**STATED GOAL**
Extract every line of the listing below verbatim, leaving the pictures out of your answer.

**SOURCE RECORDS**
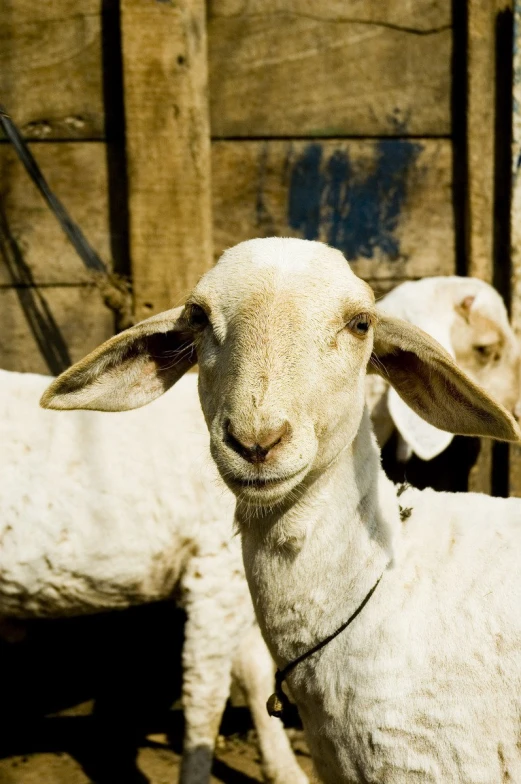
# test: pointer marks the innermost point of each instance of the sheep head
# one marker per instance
(283, 332)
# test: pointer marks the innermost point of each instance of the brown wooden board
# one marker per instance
(386, 203)
(329, 68)
(168, 149)
(480, 135)
(51, 67)
(79, 314)
(77, 173)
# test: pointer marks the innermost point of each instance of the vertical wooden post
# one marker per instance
(480, 151)
(168, 148)
(480, 136)
(515, 223)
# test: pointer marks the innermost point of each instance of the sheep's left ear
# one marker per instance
(129, 370)
(425, 440)
(428, 380)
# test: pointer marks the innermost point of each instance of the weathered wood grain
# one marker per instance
(480, 136)
(386, 204)
(168, 148)
(77, 172)
(51, 67)
(421, 15)
(515, 223)
(303, 68)
(80, 317)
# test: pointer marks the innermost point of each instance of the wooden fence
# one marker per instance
(172, 129)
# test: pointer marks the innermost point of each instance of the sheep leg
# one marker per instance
(254, 669)
(216, 619)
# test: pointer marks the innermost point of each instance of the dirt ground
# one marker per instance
(63, 750)
(89, 700)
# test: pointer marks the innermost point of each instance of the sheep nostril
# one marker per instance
(256, 449)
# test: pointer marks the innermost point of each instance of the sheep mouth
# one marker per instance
(259, 483)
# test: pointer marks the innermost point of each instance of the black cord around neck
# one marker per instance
(278, 701)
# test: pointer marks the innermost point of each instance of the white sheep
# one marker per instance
(102, 512)
(469, 319)
(424, 685)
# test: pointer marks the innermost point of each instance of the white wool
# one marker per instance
(103, 511)
(435, 305)
(425, 684)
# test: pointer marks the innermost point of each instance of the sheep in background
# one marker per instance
(99, 514)
(469, 319)
(425, 682)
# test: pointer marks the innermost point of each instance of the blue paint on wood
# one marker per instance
(355, 211)
(305, 193)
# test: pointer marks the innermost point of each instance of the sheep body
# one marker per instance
(90, 520)
(102, 513)
(424, 684)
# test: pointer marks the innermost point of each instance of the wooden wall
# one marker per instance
(327, 120)
(172, 130)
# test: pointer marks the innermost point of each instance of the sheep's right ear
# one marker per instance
(428, 380)
(129, 370)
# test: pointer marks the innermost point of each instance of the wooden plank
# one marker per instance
(51, 67)
(77, 172)
(387, 204)
(480, 183)
(168, 148)
(480, 136)
(515, 223)
(80, 316)
(302, 68)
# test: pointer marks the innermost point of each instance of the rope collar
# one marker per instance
(278, 703)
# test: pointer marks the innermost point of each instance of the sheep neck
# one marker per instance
(341, 542)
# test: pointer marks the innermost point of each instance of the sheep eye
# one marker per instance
(483, 352)
(360, 324)
(197, 317)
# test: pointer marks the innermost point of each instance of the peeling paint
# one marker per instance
(355, 211)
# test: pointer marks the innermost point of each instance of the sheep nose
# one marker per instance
(257, 449)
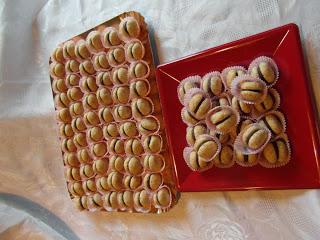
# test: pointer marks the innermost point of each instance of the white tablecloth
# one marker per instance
(30, 159)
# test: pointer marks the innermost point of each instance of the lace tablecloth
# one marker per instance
(30, 160)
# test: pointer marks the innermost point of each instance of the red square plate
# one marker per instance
(284, 46)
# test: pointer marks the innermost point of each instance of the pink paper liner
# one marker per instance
(276, 96)
(192, 79)
(264, 163)
(280, 116)
(225, 72)
(273, 64)
(247, 78)
(133, 64)
(212, 126)
(115, 82)
(133, 95)
(97, 67)
(186, 156)
(211, 74)
(190, 94)
(239, 145)
(127, 45)
(115, 64)
(121, 25)
(106, 30)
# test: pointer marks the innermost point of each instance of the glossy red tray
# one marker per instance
(284, 46)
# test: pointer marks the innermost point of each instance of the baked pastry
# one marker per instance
(276, 151)
(152, 181)
(129, 28)
(206, 147)
(63, 115)
(115, 180)
(133, 166)
(73, 174)
(104, 97)
(58, 85)
(93, 40)
(120, 75)
(132, 182)
(86, 68)
(134, 50)
(273, 121)
(225, 157)
(110, 131)
(152, 143)
(88, 84)
(76, 109)
(128, 129)
(138, 69)
(95, 134)
(148, 125)
(72, 79)
(122, 112)
(57, 69)
(199, 105)
(116, 146)
(162, 197)
(117, 163)
(116, 56)
(89, 186)
(254, 136)
(74, 93)
(141, 107)
(153, 163)
(84, 156)
(99, 149)
(91, 118)
(125, 199)
(139, 88)
(224, 119)
(193, 132)
(61, 100)
(104, 79)
(71, 159)
(120, 94)
(82, 51)
(212, 84)
(105, 115)
(133, 146)
(240, 106)
(110, 37)
(77, 124)
(142, 200)
(72, 66)
(69, 50)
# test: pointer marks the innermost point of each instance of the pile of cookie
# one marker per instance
(233, 117)
(110, 136)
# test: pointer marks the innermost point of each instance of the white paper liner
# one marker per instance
(196, 80)
(240, 146)
(212, 126)
(273, 64)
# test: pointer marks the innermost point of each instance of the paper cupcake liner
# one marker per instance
(131, 69)
(280, 116)
(211, 74)
(240, 146)
(212, 126)
(126, 46)
(264, 163)
(225, 72)
(192, 79)
(273, 64)
(235, 90)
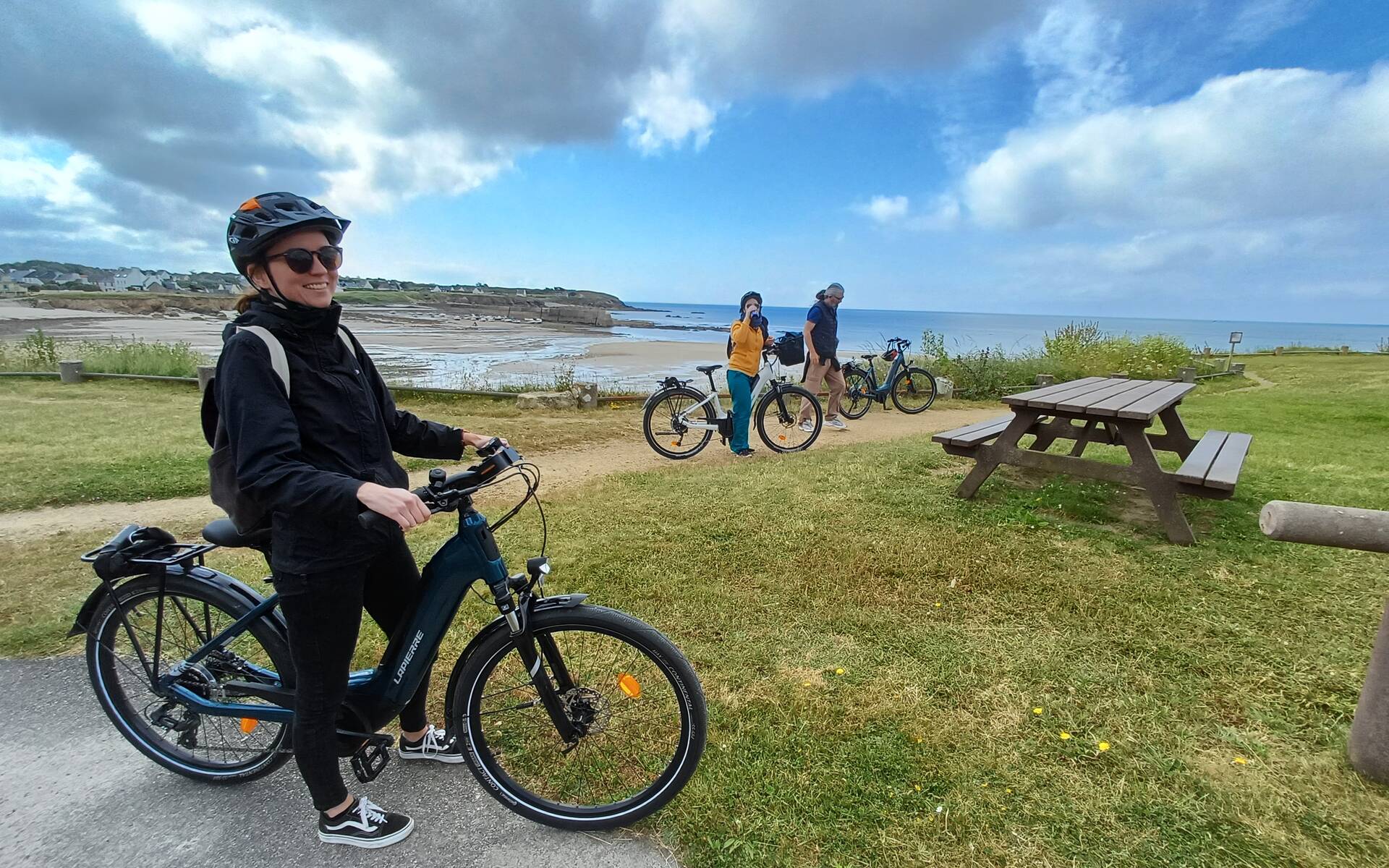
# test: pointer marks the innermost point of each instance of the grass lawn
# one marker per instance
(898, 677)
(138, 441)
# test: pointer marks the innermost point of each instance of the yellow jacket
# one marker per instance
(747, 349)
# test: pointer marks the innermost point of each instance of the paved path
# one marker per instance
(75, 793)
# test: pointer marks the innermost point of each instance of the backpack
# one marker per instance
(246, 513)
(791, 349)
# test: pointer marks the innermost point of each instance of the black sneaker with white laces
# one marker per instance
(434, 745)
(365, 825)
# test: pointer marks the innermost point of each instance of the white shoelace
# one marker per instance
(370, 813)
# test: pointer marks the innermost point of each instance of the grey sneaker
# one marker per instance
(365, 825)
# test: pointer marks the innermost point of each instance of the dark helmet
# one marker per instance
(263, 218)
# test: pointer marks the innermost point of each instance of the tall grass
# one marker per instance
(42, 352)
(1079, 349)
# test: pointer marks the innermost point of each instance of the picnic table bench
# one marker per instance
(1114, 412)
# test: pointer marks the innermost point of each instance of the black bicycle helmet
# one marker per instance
(260, 220)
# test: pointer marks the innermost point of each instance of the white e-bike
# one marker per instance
(679, 420)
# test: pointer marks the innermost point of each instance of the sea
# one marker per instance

**EXERCISE SOLUTION**
# test: pointer marks the innermost point of each instance of the sheep head
# one marker per instance
(283, 332)
# test: pointer marks the innermost point of each instance of the brown wooden board
# one marker per instance
(386, 203)
(329, 68)
(168, 149)
(480, 135)
(51, 67)
(79, 314)
(77, 173)
# test: pointer marks the innermost point of each instance of the vertical wooden post
# one marker per instance
(480, 151)
(168, 148)
(480, 136)
(515, 223)
# test: pointer marks the innermost point of each instance of the sheep's left ear
# one marker per instance
(129, 370)
(425, 440)
(428, 380)
# test: pointer marks the innermost point of each instance of the weathered wood grain
# one marker per instance
(480, 136)
(386, 204)
(168, 148)
(77, 172)
(51, 67)
(421, 15)
(515, 223)
(303, 68)
(80, 317)
# test: pointer marks the innermost point of each instance of the wooden fence
# one marker per instance
(172, 129)
# test: pointer marks the innermost point of each instance of the sheep leg
# one marker per instance
(254, 669)
(216, 619)
# test: pointer marks the innermost point of each instance of the dirt ground
# one marker per instance
(63, 750)
(89, 700)
# test: pointer marks the innermost point of each instance of the sheep nostril
# one marker per instance
(256, 449)
# test: pointer marks the innermost point of each instance of the sheep mouth
# one marker per instance
(259, 483)
# test: pointer marks the innermost point of each instance of the black cord around neck
# one marker per instance
(278, 701)
# test: pointer marks the innermost point of each instance of the white sheep
# one marker per instance
(102, 512)
(469, 319)
(424, 685)
# test: pointer marks the innermost point of each instance of the white wool
# one marker per instance
(103, 511)
(435, 305)
(425, 684)
# test: pointer marks the innermost point of each instance of the sheep in background
# one marker per instance
(99, 514)
(469, 319)
(425, 682)
# test: pointer marks the innermost point of each instance of the blue paint on wood
# one marker per instance
(355, 211)
(305, 193)
# test: pointer marks the innermost point of each instance of the sheep body
# one marker per instance
(90, 520)
(102, 513)
(424, 684)
# test: pointer marks the innermost point of each instance of the wooden wall
# one marker per instance
(327, 120)
(172, 130)
# test: pointer marks the innermost point of each instance of the sheep's right ear
# one marker per instance
(428, 380)
(129, 370)
# test: pointer marks the innermost point of each instance of the wooden plank
# one marker per instance
(51, 67)
(77, 172)
(387, 204)
(480, 183)
(168, 148)
(480, 136)
(515, 223)
(80, 316)
(302, 68)
# test: pointer marks the innermost point of each instance of the rope collar
# one marker per instance
(278, 703)
# test: pointer marks the innermost point of each instance of the sheep neck
# one marker per instance
(341, 542)
# test: pointer marks the innermost point of each instance of the sheep eye
# one marker per instance
(483, 352)
(360, 324)
(197, 317)
# test: pointer marks the innermost point of each instance of the peeling paint
# one marker per instance
(355, 211)
# test: pointer marks the innermost point of each instance of the sheep nose
# one marker per instance
(257, 449)
# test: pointer marks the innermost point of each instance of the white tablecloth
# one marker per instance
(30, 159)
# test: pointer marks the innermost point of each instance of the lace tablecloth
# one marker per instance
(30, 160)
# test: pointer marks the innermost point of each instance of the red square plate
# one marker per instance
(284, 46)
# test: pointer marks the innermost point of each instance of the pink paper liner
# one marker per instance
(276, 96)
(192, 79)
(264, 163)
(280, 116)
(225, 72)
(273, 64)
(247, 78)
(133, 64)
(212, 126)
(115, 82)
(133, 95)
(97, 67)
(186, 156)
(211, 74)
(190, 94)
(239, 145)
(127, 45)
(115, 64)
(121, 25)
(106, 30)
# test: pointer marks the innermost point of each instance of the glossy red tray
# one marker per instance
(284, 46)
# test: pointer marks the innermost point of each instance of the baked pastry
# one marker per instance
(276, 151)
(152, 181)
(129, 28)
(206, 147)
(63, 115)
(115, 180)
(133, 166)
(73, 174)
(104, 97)
(58, 85)
(93, 40)
(120, 75)
(132, 182)
(86, 68)
(134, 50)
(273, 121)
(225, 157)
(110, 131)
(152, 143)
(88, 84)
(76, 109)
(128, 129)
(138, 69)
(95, 134)
(148, 125)
(72, 79)
(122, 112)
(57, 69)
(199, 105)
(116, 146)
(162, 197)
(117, 163)
(116, 56)
(89, 186)
(254, 136)
(74, 93)
(141, 107)
(153, 163)
(84, 156)
(99, 149)
(91, 118)
(125, 199)
(139, 88)
(224, 119)
(193, 132)
(61, 100)
(104, 79)
(71, 159)
(120, 94)
(82, 51)
(212, 84)
(105, 115)
(133, 146)
(240, 106)
(110, 37)
(77, 124)
(142, 200)
(72, 66)
(69, 50)
# test: pointer marks the innermost point of each instance of the pile of cookie
# one marker per instance
(233, 117)
(110, 136)
# test: pointer marks the innermost point of each instance of the white paper liner
# one marker per instance
(196, 80)
(240, 146)
(212, 126)
(273, 64)
# test: pointer marks the innermost point of each instance of the paper cupcake liner
# one marker per instance
(131, 69)
(280, 116)
(211, 74)
(240, 146)
(212, 126)
(126, 46)
(264, 163)
(225, 72)
(192, 79)
(273, 64)
(235, 90)
# test: pointer marks the innermost point of each instance of the grass lawn
# one marker per instance
(898, 677)
(138, 441)
# test: pointer marks the innermost point of each instance of the yellow jacket
# one marker per instance
(747, 349)
# test: pointer marks the innermost point of each instance of the paved path
# one marker per instance
(75, 793)
# test: pointer marks the innermost point of each instance of the backpack
# one marker per instance
(246, 513)
(791, 349)
# test: pointer marks the innermost point of each instance of the black sneaker with white laces
# one marker per instance
(434, 745)
(365, 825)
# test: pointer marks the innermost point of each instance of the white shoelace
# one marker per instance
(370, 813)
# test: pointer marks the innermost point of each instance of the grey sneaker
# one marker per instance
(365, 825)
# test: pointer marks the innermost point of each instance of the dark helmet
# one marker per instance
(263, 218)
# test: pointer marks the innermost point of each instance of the tall grass
# one marker per instance
(42, 352)
(1079, 349)
# test: pointer marks the innermost point of each instance of the picnic table bench
# one marker per instance
(1114, 412)
# test: pointer marks the innermost point of each instance of the black bicycle helmet
# one marker per instance
(260, 220)
# test: pointer marks the innermost point of each instance of the white e-bike
# one marker per instance
(679, 420)
# test: pointer marks the innermost point of each instance of the sea
# one marker per instance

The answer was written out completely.